§ AIM
Print the passage of the Oxfam excerpt below word for word, from "Oxfam said they" to "mental health status.".

Oxfam said they had identified a “worrying trend” of locking up teenagers and survivors of torture without recognising that they were vulnerable. The charity said it had come across many detainees who should not have been held because of their age or physical or mental health status.
Renata Rendón, Oxfam’s Head of Mission in Greece, said humanitarian groups were trying to improve conditions but this was made “almost impossible by policies supported by the Greek government and EU”.
“It is irresponsible and reckless to fail to recognise the most vulnerable people and respond to their needs. Our partners have met mothers with newborn babies sleeping in tents, and teenagers wrongly registered as adults being locked up,” Ms Rendón said.
“Surely identifying and providing for the needs of such people is the most basic duty of the Greek government and its European partners.”
An agreement between the EU and Turkey in 2016 designed to reduce the number of people arriving on the continent has left thousands stranded on Greek islands such as Lesbos in the Aegean Sea.
The deal means those who have arrived on the islands who have their asylum requests rejected must return to Turkey.
But slow asylum procedures- partly caused by the high the number of applications- has left 15,000 waiting to be processed. Migrants are unable to leave the islands for the mainland leading to overcrowding in the refugee camps known as “hotspots” on the islands.
Oxfam has called on Greece and the other EU member states to deploy more expert staff to the Greek islands and transfer more asylum seekers to the mainland on a regular basis.

§ STORED ROWS
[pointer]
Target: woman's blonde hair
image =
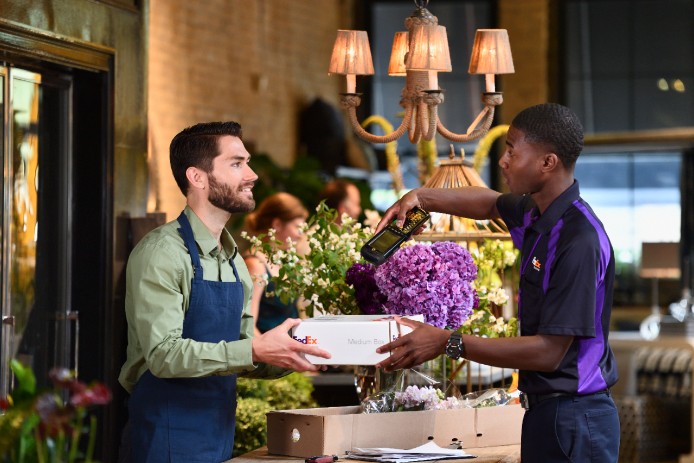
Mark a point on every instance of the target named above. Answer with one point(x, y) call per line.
point(283, 206)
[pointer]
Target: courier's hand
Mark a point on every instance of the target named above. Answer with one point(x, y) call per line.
point(424, 343)
point(276, 347)
point(399, 210)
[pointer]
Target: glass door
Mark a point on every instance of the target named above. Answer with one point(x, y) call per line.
point(38, 327)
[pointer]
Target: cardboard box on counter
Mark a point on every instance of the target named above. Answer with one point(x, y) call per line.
point(350, 339)
point(337, 430)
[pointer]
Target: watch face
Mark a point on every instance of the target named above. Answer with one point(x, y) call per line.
point(454, 347)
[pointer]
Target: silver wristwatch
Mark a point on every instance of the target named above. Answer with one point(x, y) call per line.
point(455, 347)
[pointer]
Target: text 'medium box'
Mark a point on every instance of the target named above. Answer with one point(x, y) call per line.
point(350, 339)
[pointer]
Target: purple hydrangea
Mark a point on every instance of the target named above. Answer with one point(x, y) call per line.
point(433, 280)
point(369, 299)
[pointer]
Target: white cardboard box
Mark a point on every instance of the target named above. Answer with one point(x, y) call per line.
point(350, 339)
point(337, 430)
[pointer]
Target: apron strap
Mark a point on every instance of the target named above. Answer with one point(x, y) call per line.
point(186, 232)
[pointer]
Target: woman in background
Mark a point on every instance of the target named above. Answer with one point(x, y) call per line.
point(285, 214)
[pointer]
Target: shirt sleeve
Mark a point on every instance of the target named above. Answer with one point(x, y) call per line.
point(155, 306)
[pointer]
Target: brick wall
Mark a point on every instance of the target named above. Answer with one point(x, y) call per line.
point(257, 62)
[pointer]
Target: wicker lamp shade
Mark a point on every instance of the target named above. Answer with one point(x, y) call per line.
point(458, 173)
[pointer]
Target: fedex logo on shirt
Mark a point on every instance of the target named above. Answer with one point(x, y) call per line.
point(536, 264)
point(306, 340)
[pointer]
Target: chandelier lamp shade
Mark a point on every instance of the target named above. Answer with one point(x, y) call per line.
point(420, 54)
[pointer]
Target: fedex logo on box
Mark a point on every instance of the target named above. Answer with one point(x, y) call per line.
point(350, 339)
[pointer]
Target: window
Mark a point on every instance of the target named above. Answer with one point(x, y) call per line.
point(637, 197)
point(629, 64)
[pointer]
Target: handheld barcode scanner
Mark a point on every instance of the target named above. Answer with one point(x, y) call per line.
point(387, 241)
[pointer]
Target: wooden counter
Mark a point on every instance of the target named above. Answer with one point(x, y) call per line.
point(503, 454)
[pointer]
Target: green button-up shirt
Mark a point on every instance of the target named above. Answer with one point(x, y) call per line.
point(158, 285)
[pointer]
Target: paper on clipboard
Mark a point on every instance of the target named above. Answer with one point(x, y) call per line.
point(428, 451)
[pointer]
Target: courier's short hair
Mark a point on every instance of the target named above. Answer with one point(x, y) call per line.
point(197, 146)
point(556, 127)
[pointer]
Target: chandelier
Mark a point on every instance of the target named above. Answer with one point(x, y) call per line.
point(420, 54)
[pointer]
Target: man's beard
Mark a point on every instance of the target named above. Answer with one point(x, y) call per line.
point(224, 198)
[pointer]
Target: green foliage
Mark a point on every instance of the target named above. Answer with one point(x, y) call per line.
point(317, 276)
point(494, 259)
point(257, 397)
point(39, 426)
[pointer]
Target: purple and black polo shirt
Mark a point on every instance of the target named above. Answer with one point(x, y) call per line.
point(567, 274)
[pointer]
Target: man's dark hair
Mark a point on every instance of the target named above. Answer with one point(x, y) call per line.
point(556, 127)
point(334, 192)
point(197, 146)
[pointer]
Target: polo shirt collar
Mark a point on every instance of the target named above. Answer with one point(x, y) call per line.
point(204, 239)
point(556, 210)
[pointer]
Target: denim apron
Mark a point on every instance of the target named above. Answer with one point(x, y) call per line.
point(191, 419)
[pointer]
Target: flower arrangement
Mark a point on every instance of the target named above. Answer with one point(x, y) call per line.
point(317, 276)
point(41, 426)
point(434, 280)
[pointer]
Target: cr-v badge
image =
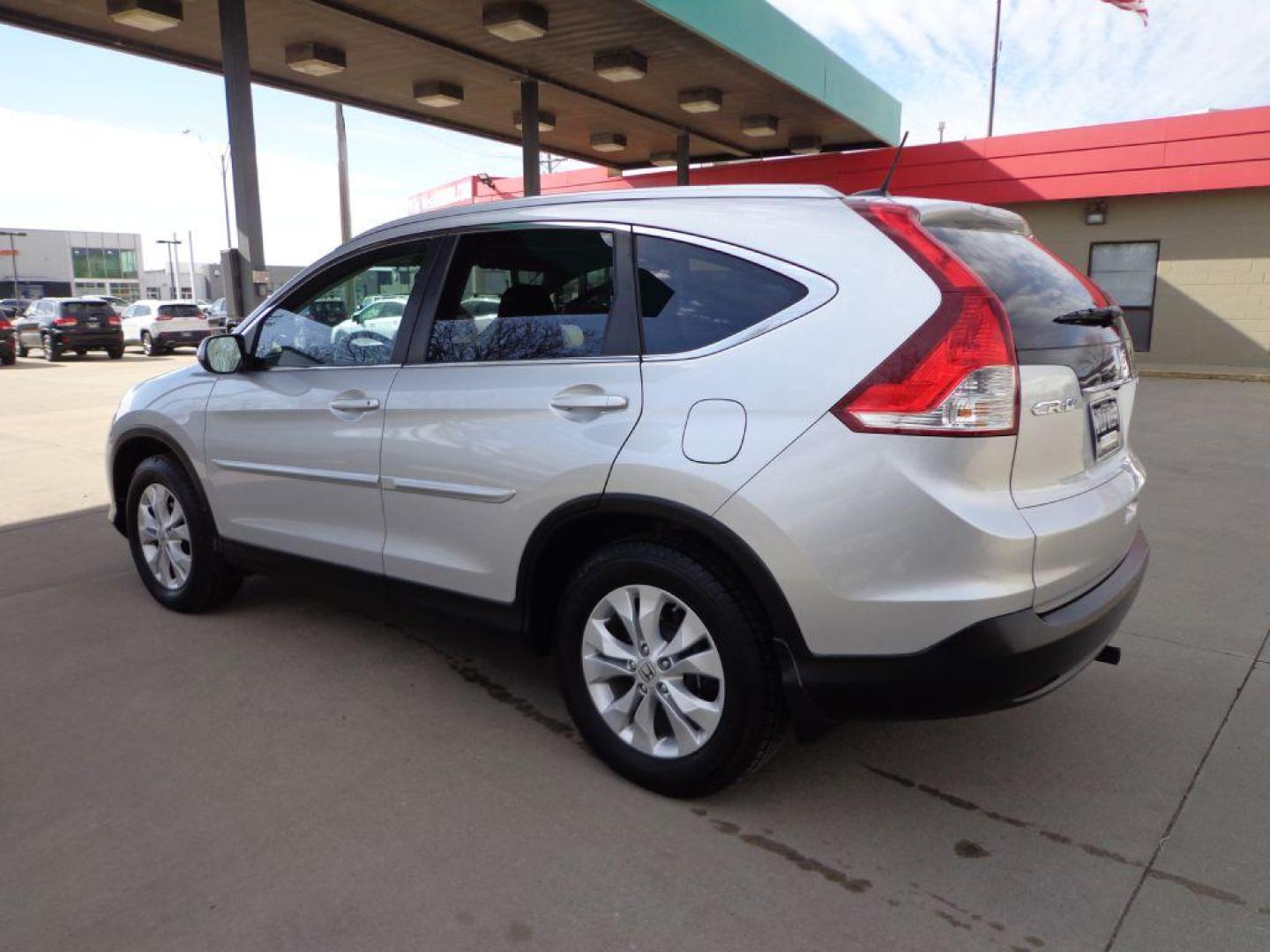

§ WRITTEN SOLUTION
Oxfam said they had identified a “worrying trend” of locking up teenagers and survivors of torture without recognising that they were vulnerable. The charity said it had come across many detainees who should not have been held because of their age or physical or mental health status.